• _WHAT YOU ARE ASKED TO DO_: Reproduce each of the records below, requests included, but shift every point coordinate in the answers by adding 108 to both numbers. Leave the pictures out.
##########
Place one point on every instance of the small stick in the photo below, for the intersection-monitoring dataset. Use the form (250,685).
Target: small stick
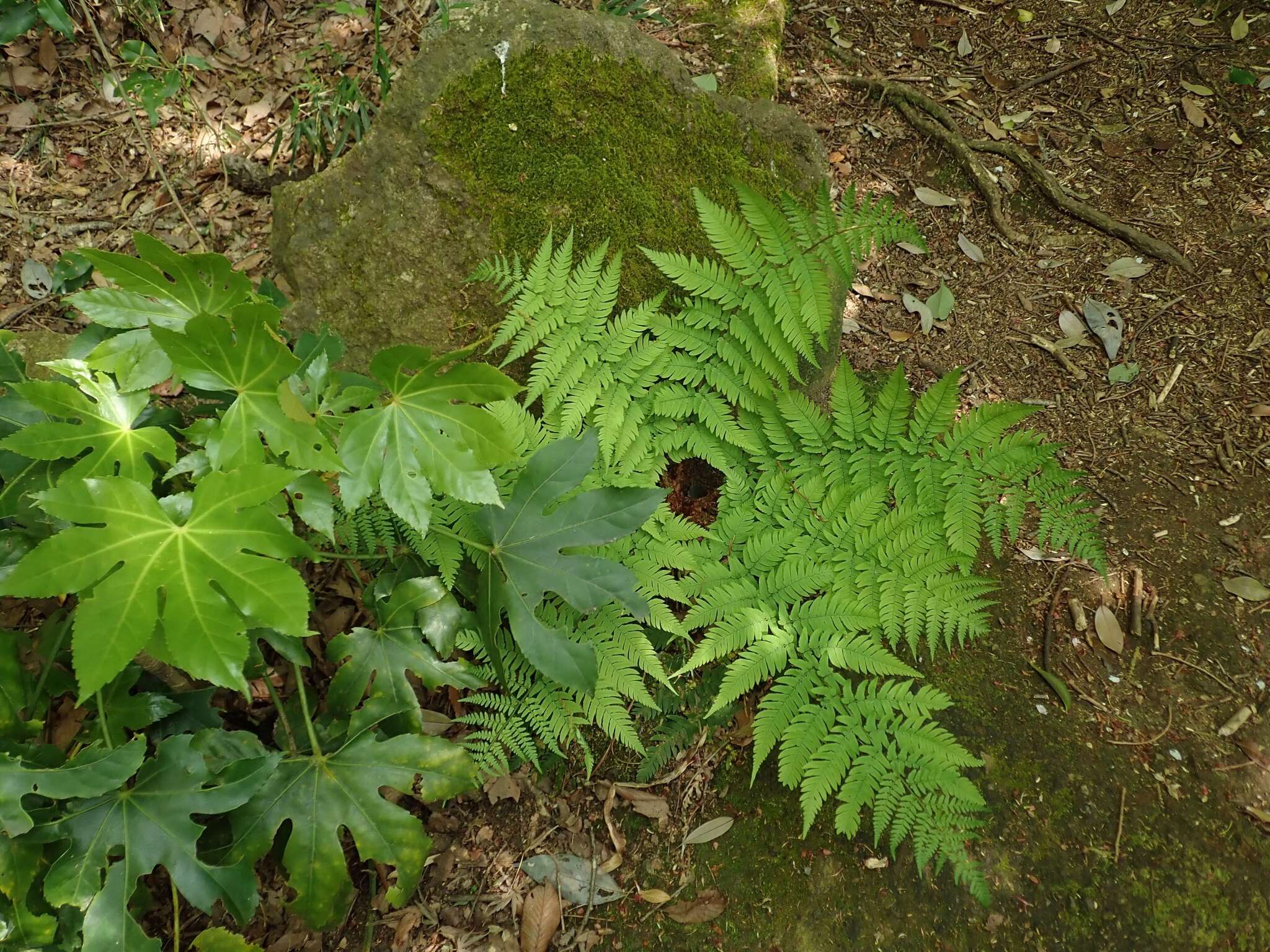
(1169,386)
(1119,827)
(1055,352)
(1135,606)
(1054,74)
(1146,743)
(1202,669)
##########
• _RESULT OF THIS TASK_:
Place one point on every instance of the small stick in the photo below, for the intersection-monitoring dataset. Use the form (250,685).
Target: small stick
(1277,494)
(1227,935)
(1163,460)
(1243,714)
(1162,182)
(1254,851)
(1310,777)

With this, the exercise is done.